(Selected extract)
* * * * *

Corey Seager fell a triple shy of the cycle — in the first three innings. Pederson went four for six with a three-run home run. Max Muncy delivered two hits, including a grand slam. Cody Bellinger had two hits and two walks. By the fourth inning, both teams began pulling their top players to avoid injury.
In the end, the Dodgers snapped the Braves’ seven-game winning streak to open the postseason. The series is now 2-1 in the Braves’ favor. Game 4 is Thursday at 5:08 p.m. PDT. Clayton Kershaw is scheduled to start for Los Angeles.
“Tomorrow’s a different day,” Seager said, “and you got to come out and do it again.”
The Dodgers took a patient approach against the Braves’ starters in Games 1 and 2. The goal was to tire the starters — Max Fried and Ian Anderson — to get to Atlanta’s bullpen early.
They were more aggressive in Game 3 against Kyle Wright, a rookie with a 6.22 career ERA and one career playoff start.
Mookie Betts beat out an infield single to the third baseman — after an initial out call was overturned — on the game’s first pitch to ignite the dugout. On the next pitch, Seager smashed an RBI double to left-center to give the Dodgers their first lead of the series.
Justin Turner and Max Muncy grounded out to move the Braves within one out from a ho-hum one-run inning.
They almost secured it, but Will Smith cracked a line drive to center field, where Cristian Pache made a diving stop to prevent the ball from bouncing to the wall. Seager scored as Pache got up off his chest to fire a strike to second base. Smith beat it by a step to extend the inning.
Bellinger walked and Pederson followedwith a three-run home run. Edwin Ríos crushed the next pitch over the center-field wall. Wright walked Chris Taylor and was yanked after going through the lineup once.

* * * * *

(Supplied information)
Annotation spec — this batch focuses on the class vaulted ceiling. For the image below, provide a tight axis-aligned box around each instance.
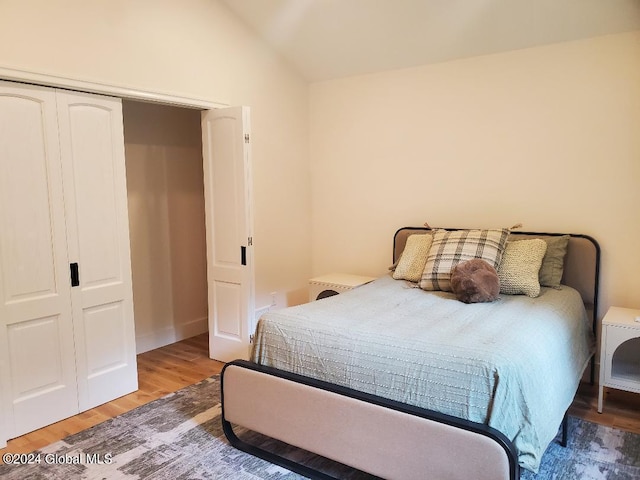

* * * * *

(Explore the material)
1. According to the game recap, who is scheduled to start Game 4 for Los Angeles?
2. Retype the part of the game recap starting at "They almost secured" and ending at "extend the inning.".

(Responses to the exercise)
1. Clayton Kershaw

2.
They almost secured it, but Will Smith cracked a line drive to center field, where Cristian Pache made a diving stop to prevent the ball from bouncing to the wall. Seager scored as Pache got up off his chest to fire a strike to second base. Smith beat it by a step to extend the inning.